- What to produce
Your task is to write out the lines from the line containing "For each instance of the necklace, drop" through the last line of the material, exactly.

........

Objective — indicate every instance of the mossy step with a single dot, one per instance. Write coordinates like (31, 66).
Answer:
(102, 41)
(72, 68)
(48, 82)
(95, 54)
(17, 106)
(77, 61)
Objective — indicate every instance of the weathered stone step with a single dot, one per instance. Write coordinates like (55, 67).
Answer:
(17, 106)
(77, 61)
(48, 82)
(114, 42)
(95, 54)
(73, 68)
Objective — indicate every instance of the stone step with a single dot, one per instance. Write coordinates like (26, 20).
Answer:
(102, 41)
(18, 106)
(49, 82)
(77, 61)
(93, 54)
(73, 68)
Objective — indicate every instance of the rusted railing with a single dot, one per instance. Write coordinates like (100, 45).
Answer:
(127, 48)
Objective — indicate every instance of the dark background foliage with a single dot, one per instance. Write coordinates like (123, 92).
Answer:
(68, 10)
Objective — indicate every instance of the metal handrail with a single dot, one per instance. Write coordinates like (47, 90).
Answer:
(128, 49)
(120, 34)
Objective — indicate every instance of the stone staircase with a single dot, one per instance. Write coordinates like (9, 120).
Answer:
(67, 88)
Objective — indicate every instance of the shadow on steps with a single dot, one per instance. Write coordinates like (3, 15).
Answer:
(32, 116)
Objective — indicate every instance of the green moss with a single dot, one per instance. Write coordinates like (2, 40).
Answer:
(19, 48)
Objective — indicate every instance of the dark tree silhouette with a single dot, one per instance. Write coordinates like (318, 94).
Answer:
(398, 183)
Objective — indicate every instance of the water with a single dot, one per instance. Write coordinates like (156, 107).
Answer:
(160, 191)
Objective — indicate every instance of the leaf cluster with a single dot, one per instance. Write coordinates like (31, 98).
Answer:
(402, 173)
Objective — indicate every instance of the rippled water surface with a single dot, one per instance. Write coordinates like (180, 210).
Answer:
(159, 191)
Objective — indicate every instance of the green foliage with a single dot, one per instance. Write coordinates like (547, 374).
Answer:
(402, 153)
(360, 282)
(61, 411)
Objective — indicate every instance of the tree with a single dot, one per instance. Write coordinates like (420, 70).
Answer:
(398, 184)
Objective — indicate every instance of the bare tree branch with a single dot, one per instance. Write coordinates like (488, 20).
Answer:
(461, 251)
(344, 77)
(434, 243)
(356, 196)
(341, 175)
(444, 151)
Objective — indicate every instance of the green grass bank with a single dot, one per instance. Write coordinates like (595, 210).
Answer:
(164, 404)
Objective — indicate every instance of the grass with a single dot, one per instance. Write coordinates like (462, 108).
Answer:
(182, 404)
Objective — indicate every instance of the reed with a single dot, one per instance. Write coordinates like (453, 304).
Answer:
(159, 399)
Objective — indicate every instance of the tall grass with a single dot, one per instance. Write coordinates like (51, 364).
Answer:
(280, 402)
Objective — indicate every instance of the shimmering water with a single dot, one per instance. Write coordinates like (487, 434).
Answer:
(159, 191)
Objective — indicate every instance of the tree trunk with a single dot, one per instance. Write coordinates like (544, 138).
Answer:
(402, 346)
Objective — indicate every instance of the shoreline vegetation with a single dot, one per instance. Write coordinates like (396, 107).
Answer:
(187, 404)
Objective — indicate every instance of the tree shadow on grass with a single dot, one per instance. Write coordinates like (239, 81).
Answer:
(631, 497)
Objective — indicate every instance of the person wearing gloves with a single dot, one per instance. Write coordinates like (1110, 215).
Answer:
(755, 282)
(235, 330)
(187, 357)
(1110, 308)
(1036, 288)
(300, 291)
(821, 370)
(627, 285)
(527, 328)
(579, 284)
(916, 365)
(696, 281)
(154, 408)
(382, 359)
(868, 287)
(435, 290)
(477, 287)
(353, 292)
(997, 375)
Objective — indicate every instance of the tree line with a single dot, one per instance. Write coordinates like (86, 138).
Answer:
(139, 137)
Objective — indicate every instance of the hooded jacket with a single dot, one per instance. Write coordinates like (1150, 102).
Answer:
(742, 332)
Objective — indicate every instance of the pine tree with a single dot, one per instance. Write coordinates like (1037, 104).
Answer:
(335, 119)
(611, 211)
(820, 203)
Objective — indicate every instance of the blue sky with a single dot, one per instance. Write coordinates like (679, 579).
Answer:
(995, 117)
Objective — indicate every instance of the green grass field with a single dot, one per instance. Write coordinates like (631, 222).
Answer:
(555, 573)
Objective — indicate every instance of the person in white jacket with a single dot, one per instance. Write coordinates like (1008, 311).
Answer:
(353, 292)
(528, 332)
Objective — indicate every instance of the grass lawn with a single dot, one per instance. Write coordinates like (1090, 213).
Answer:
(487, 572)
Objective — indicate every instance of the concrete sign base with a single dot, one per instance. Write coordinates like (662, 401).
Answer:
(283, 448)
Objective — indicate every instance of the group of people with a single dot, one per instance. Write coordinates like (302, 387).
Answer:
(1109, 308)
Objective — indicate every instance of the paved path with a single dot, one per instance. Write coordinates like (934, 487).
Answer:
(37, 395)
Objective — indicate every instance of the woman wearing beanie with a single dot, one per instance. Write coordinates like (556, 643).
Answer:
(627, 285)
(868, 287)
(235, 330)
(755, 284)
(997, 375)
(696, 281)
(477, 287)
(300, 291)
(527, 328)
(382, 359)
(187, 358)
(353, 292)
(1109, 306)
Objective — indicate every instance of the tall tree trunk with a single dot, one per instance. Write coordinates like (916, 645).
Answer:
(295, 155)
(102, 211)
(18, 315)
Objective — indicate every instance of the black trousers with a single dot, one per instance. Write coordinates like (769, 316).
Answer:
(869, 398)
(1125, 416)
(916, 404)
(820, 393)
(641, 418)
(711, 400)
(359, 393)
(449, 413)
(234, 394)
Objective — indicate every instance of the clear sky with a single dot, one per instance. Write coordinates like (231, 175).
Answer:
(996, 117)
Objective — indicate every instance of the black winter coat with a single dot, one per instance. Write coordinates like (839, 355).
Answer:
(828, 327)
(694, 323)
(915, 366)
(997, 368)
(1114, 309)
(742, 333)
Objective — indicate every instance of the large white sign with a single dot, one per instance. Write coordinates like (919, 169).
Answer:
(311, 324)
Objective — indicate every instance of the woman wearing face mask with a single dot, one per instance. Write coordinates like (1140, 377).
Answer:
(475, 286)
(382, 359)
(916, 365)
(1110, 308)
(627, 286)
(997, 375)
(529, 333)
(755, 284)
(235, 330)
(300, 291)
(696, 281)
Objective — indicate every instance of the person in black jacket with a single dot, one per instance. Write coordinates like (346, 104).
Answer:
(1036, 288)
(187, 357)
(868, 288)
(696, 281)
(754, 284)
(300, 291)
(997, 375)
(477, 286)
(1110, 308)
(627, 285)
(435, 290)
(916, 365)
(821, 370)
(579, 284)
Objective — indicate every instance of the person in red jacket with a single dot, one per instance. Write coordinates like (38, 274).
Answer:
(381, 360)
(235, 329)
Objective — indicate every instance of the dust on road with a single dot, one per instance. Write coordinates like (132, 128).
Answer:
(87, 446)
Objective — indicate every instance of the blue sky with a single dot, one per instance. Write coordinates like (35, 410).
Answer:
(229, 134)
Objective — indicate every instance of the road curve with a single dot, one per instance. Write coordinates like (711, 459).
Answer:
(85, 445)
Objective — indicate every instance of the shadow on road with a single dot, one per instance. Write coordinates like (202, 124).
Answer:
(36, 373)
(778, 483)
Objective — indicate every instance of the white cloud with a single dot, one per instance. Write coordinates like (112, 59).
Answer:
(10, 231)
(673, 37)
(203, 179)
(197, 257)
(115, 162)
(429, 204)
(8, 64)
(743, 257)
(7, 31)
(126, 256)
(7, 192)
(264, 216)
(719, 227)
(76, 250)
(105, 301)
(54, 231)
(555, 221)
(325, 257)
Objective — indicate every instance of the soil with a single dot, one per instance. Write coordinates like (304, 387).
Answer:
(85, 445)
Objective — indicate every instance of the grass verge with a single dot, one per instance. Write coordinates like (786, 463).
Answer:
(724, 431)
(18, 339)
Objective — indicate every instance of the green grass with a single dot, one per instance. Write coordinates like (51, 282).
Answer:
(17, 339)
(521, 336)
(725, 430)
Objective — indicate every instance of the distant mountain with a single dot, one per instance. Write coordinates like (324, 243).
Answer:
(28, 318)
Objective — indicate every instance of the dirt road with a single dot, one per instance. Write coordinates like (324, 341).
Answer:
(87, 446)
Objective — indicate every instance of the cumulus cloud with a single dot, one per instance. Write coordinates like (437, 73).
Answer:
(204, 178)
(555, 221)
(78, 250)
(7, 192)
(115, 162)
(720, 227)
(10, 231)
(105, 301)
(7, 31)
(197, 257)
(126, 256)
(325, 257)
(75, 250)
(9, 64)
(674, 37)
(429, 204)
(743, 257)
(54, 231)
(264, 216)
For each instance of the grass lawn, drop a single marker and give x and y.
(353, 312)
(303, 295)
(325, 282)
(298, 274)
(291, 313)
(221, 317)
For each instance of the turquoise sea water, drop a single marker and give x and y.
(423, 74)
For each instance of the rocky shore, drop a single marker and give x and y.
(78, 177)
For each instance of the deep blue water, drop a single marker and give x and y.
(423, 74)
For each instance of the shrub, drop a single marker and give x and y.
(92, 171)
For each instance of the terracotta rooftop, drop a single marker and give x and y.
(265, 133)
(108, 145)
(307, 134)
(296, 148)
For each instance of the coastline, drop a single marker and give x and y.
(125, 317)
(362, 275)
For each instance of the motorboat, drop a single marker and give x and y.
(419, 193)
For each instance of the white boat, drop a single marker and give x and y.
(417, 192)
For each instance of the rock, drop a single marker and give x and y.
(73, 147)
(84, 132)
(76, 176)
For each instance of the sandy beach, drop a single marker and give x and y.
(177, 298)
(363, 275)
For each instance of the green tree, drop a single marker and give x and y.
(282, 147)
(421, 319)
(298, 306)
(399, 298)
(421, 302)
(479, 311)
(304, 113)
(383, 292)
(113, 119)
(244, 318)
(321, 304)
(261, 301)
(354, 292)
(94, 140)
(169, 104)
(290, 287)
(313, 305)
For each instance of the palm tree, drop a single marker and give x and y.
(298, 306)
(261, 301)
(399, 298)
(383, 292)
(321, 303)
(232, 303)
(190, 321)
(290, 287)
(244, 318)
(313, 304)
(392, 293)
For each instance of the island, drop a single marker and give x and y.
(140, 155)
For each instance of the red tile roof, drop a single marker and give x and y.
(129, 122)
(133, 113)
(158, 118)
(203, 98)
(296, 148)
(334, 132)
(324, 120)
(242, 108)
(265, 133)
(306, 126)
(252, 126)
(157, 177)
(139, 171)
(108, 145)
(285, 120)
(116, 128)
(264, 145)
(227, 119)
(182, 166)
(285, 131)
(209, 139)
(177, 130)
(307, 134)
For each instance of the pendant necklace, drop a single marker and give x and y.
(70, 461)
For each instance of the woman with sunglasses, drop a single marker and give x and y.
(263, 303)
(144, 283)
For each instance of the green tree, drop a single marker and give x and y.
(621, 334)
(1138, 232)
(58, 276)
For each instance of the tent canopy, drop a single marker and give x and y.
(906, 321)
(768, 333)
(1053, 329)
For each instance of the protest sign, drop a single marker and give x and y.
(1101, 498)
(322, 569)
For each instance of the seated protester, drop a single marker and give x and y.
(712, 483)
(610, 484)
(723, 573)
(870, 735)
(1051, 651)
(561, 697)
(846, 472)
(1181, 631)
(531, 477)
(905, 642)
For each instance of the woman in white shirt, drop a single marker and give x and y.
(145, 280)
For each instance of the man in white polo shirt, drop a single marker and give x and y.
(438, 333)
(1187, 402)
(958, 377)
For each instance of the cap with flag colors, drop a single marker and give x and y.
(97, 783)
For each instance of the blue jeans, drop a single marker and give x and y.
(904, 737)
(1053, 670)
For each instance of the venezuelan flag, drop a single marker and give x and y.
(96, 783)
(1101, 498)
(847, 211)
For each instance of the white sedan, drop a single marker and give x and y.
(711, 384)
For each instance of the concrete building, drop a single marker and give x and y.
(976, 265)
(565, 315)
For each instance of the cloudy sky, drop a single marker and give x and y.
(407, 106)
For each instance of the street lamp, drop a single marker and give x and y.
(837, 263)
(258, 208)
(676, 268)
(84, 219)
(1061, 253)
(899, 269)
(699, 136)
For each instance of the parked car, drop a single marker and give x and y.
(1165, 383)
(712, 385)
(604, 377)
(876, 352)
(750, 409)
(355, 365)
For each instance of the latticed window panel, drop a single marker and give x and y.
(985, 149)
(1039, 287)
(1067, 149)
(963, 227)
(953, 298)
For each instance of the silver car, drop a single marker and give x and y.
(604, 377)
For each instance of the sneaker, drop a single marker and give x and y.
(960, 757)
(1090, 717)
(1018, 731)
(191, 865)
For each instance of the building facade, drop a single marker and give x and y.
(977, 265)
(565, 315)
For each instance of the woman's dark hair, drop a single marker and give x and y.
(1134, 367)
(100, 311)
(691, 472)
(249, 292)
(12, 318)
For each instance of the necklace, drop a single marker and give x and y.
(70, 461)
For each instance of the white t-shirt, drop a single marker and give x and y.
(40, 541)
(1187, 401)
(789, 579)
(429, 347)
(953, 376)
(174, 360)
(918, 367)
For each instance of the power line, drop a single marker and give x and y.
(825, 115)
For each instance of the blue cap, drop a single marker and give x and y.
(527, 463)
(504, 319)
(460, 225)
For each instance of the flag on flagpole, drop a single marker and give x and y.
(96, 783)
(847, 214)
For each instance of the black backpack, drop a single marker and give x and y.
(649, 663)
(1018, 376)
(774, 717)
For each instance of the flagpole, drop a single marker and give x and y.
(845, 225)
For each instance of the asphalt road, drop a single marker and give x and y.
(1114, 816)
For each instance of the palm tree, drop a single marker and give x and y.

........

- Task answer
For each instance of the necklace, drop a single marker and give x and y.
(70, 461)
For each instance of the white t-shirt, drop a single marker and give x and y.
(40, 541)
(1187, 401)
(789, 579)
(429, 347)
(953, 376)
(174, 360)
(918, 367)
For each instance of the power line, drop a single marker and give x and y.
(825, 115)
For each instance of the blue cap, drop a single marker and give x and y.
(527, 463)
(504, 319)
(460, 225)
For each instance of the flag on flagpole, drop a single marker and give x and y.
(96, 783)
(847, 214)
For each instance of the black backpack, drop a single marker and give x and y.
(649, 663)
(1018, 376)
(774, 717)
For each instance of the flagpole, drop a single marker and give x and y.
(845, 225)
For each instance of the asphalt road, drop a single marker and give x and y.
(1114, 816)
For each instance of the palm tree, drop a single marker and give x and y.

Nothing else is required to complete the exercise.